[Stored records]
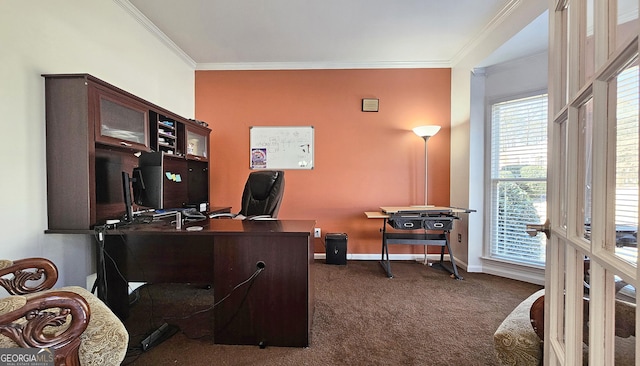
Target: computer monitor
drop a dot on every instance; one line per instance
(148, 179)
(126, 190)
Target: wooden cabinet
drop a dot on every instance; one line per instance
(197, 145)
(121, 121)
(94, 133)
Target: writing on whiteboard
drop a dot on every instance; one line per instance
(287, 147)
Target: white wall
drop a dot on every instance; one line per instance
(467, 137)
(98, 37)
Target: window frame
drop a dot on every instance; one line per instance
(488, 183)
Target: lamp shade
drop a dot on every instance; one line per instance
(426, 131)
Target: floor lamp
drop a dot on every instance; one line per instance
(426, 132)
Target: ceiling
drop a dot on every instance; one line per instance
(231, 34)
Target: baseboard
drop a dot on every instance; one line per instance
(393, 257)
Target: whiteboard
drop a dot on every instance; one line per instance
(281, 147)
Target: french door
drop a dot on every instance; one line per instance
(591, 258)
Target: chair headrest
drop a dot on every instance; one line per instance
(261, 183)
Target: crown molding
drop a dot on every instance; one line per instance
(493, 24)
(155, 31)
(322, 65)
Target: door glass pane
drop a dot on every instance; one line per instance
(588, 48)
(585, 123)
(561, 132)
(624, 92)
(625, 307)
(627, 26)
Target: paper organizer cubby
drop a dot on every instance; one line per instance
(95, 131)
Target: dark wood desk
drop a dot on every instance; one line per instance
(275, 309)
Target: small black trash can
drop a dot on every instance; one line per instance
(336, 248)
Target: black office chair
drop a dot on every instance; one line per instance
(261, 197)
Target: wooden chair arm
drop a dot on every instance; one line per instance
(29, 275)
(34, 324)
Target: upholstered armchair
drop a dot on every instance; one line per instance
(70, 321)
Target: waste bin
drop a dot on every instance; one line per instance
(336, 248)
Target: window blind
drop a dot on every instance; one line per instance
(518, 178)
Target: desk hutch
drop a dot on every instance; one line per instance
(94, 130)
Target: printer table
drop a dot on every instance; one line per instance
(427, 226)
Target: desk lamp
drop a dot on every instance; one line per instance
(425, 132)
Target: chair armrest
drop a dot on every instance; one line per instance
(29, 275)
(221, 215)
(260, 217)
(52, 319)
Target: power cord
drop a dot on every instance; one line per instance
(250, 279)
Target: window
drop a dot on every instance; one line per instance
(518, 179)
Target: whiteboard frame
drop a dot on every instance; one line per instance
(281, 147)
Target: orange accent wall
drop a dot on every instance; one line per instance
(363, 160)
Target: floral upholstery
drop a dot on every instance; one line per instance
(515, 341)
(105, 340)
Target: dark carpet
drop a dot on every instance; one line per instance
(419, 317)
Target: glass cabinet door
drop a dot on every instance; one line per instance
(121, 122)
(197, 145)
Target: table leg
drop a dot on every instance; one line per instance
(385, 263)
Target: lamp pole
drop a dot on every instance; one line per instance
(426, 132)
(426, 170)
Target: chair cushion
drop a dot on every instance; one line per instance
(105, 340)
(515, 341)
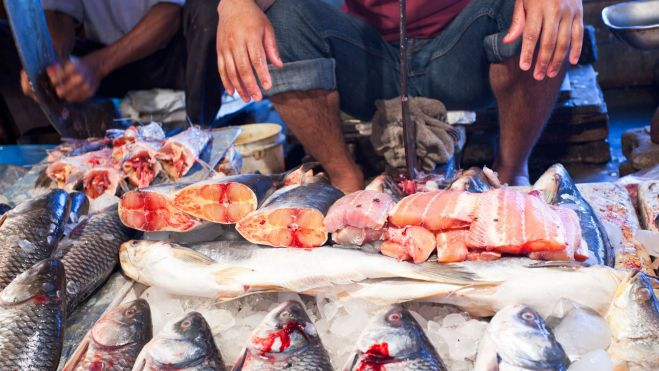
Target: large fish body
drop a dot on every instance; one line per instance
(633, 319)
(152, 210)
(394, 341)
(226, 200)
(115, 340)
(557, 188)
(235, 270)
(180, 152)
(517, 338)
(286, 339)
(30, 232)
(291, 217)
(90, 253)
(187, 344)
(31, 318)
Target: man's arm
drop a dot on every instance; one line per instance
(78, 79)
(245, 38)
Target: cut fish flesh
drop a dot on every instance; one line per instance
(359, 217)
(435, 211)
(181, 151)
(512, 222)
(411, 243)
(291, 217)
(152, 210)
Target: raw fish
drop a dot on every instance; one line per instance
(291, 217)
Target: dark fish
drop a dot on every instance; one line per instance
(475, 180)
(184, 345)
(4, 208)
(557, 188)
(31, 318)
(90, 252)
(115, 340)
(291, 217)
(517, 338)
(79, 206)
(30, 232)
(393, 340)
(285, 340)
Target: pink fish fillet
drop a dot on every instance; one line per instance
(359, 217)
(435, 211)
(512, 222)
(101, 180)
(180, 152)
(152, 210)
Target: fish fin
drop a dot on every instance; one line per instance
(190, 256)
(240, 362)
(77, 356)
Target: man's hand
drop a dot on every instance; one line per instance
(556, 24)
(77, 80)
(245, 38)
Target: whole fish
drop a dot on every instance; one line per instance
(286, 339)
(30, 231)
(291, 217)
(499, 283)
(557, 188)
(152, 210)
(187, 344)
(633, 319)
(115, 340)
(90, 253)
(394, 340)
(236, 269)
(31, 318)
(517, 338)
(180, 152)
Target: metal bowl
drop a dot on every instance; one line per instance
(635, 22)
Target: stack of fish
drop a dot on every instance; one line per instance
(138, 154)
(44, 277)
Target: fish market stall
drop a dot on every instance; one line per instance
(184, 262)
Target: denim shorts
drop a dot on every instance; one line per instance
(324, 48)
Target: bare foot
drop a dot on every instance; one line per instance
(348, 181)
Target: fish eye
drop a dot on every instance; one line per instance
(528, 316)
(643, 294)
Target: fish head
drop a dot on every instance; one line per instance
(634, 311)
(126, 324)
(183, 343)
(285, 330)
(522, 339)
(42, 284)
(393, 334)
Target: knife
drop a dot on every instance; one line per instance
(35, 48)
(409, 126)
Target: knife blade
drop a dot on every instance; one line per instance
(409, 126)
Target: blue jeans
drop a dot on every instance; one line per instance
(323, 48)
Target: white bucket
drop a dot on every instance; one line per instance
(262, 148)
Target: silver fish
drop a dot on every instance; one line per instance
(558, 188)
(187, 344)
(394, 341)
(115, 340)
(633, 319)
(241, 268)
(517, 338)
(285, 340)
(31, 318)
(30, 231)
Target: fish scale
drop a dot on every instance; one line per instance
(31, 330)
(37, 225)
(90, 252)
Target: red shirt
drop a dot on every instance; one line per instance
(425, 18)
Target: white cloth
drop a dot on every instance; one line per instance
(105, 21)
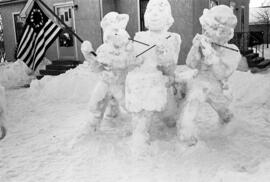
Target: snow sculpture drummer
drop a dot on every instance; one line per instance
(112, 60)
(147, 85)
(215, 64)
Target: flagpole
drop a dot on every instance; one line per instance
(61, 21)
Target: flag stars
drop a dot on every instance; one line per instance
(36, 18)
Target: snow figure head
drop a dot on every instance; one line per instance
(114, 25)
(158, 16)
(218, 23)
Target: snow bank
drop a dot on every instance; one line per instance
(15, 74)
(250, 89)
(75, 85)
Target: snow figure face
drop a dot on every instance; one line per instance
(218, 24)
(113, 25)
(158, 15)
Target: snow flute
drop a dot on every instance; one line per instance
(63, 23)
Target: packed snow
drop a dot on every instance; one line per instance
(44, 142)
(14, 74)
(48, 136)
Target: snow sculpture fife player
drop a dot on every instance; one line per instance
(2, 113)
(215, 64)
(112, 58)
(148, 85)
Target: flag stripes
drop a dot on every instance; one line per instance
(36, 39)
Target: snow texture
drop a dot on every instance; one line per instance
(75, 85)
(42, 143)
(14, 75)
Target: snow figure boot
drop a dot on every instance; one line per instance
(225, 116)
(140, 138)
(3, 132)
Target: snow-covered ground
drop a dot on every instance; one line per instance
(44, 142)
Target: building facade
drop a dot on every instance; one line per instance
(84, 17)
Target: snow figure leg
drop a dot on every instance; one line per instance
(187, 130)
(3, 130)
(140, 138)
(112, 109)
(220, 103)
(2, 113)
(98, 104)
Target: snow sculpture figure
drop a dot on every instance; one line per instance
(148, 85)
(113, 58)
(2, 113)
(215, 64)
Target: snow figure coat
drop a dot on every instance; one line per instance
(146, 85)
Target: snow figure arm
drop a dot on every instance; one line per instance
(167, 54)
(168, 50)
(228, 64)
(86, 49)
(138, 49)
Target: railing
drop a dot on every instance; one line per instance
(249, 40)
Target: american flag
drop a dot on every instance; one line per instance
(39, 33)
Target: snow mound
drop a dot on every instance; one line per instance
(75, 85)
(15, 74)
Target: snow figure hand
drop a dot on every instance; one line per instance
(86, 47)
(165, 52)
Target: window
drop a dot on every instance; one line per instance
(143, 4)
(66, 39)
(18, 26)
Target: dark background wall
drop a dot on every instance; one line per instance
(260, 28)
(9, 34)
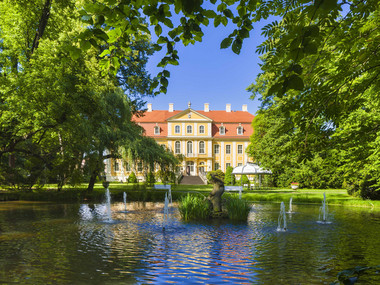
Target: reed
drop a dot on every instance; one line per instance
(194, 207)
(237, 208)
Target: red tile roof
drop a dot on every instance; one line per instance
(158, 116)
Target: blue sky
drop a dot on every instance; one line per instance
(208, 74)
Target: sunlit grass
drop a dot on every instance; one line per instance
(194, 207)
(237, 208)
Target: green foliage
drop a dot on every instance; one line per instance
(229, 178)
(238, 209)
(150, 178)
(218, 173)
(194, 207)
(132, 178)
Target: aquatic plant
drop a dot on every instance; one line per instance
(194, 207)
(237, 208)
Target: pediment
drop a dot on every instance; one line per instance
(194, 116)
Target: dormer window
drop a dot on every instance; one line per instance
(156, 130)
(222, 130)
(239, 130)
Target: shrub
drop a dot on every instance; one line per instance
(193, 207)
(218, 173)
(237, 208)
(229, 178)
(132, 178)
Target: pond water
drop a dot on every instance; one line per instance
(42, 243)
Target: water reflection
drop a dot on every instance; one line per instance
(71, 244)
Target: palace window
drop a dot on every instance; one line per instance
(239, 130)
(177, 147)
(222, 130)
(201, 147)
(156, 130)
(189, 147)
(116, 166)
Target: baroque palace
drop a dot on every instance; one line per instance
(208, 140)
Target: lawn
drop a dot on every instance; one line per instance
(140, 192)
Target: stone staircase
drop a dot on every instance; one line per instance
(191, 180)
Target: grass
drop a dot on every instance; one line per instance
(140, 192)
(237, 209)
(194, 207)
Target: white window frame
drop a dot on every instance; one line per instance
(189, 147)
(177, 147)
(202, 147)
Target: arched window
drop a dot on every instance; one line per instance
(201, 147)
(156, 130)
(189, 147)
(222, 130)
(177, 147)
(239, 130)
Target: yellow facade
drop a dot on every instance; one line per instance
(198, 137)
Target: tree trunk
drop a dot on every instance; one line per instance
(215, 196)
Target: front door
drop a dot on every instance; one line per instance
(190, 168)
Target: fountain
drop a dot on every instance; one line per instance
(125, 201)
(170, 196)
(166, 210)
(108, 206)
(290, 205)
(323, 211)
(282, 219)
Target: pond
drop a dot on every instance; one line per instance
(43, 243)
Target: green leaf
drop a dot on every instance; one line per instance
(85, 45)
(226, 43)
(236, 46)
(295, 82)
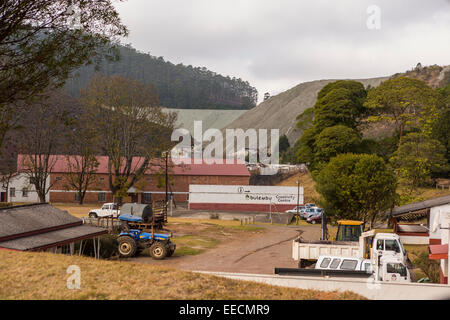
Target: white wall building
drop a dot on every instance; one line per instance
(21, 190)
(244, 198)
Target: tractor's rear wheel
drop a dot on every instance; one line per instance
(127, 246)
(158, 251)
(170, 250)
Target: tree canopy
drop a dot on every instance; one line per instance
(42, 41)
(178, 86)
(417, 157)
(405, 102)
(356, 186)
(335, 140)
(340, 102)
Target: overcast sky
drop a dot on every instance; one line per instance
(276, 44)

==

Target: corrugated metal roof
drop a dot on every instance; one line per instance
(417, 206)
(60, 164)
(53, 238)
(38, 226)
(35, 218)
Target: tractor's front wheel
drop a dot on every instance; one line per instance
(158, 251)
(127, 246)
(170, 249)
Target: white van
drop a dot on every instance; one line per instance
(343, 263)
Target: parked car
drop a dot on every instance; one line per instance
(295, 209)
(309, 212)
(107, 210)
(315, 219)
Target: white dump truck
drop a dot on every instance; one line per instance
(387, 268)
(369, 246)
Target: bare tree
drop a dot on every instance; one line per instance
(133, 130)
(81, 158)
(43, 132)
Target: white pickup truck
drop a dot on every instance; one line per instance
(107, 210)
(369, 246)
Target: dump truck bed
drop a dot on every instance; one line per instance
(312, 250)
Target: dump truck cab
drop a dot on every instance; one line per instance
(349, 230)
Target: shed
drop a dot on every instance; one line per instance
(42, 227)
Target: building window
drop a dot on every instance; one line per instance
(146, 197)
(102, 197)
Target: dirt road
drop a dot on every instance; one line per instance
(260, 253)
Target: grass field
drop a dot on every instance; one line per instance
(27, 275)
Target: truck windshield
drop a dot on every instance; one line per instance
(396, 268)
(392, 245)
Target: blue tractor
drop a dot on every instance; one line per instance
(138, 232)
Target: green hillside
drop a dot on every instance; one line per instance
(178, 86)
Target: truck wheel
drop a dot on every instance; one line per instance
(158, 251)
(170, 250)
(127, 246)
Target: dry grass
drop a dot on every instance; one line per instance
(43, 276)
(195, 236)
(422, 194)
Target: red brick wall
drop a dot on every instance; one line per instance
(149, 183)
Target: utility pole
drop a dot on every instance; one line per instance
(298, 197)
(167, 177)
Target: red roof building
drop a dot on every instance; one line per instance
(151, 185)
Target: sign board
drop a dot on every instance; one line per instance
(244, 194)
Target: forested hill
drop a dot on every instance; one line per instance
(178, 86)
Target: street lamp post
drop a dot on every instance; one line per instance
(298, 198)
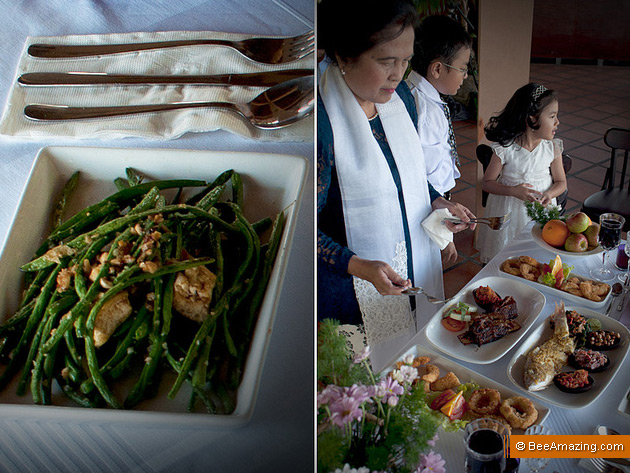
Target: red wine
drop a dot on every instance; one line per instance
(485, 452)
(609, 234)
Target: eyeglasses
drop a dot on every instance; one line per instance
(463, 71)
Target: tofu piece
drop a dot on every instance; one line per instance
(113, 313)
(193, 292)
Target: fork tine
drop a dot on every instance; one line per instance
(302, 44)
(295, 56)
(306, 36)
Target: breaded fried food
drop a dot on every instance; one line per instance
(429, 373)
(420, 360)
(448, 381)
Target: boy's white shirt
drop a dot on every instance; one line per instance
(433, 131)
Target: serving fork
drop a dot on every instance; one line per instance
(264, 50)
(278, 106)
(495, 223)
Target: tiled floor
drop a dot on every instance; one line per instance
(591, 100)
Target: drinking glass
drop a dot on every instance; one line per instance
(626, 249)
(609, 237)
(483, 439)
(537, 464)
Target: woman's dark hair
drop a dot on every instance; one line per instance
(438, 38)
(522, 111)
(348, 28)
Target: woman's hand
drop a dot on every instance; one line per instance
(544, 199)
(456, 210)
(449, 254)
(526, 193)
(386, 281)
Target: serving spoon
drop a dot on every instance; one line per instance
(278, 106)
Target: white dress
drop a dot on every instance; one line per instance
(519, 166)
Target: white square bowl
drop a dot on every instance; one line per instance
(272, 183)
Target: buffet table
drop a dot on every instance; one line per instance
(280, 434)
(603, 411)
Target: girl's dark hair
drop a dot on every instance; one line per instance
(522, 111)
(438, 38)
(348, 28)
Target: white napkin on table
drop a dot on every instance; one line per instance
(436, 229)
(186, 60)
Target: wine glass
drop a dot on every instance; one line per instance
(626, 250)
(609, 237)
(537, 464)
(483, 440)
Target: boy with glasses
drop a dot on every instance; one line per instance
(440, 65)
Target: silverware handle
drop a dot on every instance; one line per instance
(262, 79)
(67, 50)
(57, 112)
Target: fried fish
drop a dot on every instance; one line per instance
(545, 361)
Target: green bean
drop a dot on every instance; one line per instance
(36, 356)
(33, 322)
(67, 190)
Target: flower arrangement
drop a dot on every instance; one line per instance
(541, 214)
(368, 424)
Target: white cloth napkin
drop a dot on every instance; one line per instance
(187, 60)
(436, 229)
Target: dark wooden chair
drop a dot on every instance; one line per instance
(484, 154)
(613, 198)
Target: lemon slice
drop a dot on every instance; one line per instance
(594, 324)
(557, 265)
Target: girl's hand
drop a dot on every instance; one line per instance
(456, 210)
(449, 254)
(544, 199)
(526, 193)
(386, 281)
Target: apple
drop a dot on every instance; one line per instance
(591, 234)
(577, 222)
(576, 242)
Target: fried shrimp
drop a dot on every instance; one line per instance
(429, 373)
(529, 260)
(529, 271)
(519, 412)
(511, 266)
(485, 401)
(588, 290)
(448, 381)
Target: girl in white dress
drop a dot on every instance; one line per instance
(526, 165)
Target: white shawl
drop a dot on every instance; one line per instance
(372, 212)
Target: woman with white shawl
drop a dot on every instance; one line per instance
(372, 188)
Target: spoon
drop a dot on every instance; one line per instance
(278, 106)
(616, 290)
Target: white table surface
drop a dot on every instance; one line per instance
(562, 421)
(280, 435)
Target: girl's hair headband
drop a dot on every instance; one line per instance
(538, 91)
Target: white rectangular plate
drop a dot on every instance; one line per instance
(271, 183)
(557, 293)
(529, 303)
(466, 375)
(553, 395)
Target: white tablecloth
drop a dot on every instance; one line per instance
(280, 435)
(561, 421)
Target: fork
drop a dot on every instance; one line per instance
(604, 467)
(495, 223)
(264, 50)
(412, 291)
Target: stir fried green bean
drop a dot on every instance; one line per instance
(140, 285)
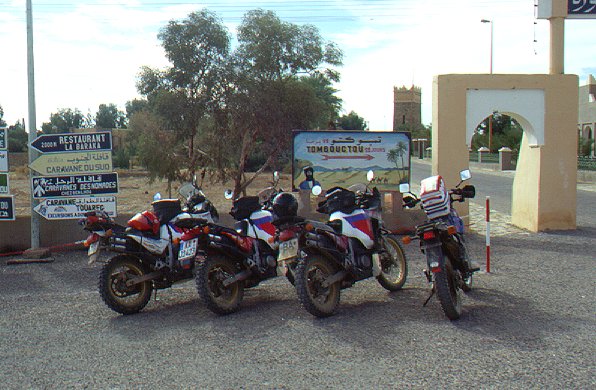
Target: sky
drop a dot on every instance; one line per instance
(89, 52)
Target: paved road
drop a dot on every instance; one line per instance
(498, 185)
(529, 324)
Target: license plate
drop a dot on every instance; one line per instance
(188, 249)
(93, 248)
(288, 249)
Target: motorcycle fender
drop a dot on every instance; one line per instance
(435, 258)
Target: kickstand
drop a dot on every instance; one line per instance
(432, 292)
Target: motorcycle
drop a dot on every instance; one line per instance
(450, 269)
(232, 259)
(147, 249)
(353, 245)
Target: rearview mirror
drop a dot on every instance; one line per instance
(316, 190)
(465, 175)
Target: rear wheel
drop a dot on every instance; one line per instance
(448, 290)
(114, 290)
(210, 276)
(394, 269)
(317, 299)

* * *

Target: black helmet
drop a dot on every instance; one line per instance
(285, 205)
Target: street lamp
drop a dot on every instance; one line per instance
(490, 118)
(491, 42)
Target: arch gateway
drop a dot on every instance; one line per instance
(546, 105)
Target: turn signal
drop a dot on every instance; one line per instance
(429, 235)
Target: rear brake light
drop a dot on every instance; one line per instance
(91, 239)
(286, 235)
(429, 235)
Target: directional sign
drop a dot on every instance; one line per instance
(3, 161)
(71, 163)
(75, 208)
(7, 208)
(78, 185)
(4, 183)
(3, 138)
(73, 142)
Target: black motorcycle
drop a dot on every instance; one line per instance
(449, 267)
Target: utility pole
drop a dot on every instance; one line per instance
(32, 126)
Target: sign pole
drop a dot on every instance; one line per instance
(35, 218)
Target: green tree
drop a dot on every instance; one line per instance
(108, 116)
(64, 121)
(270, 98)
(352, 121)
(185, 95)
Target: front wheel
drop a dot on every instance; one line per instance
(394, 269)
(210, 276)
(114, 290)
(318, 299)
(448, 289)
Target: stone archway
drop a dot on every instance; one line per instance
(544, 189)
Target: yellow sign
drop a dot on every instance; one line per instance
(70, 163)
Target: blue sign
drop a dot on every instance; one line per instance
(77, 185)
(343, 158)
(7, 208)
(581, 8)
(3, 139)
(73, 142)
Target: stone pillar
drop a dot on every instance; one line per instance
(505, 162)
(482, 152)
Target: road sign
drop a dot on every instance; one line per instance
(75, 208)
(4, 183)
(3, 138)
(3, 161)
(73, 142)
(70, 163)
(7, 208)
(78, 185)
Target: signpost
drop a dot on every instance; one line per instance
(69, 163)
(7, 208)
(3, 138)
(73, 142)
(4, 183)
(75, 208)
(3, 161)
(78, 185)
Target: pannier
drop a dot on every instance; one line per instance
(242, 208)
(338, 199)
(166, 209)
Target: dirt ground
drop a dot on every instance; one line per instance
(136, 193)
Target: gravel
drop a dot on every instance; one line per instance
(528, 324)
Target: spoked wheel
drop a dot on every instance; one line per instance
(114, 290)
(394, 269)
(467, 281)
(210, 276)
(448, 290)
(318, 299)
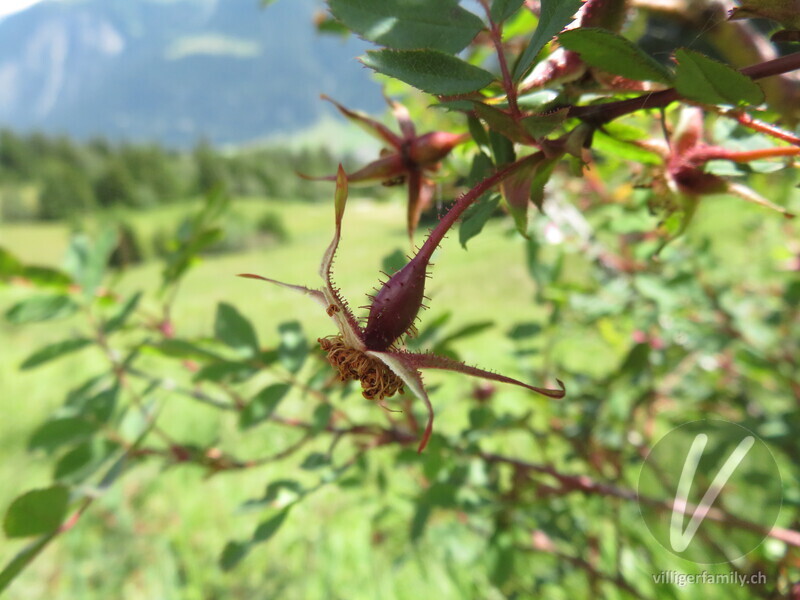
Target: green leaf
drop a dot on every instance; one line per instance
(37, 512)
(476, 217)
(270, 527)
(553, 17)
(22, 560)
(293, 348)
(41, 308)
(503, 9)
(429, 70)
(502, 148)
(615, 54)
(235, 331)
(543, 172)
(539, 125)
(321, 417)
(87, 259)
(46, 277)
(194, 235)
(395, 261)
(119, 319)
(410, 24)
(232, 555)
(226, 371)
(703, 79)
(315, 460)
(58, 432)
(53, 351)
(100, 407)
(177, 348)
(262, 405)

→ **Your goal**
For each line above that holds the string "girl", provide a copy of that line.

→ **Task answer**
Target: girl's dark hair
Target: girl's hand
Target: girl in white dress
Target: girl's hair headband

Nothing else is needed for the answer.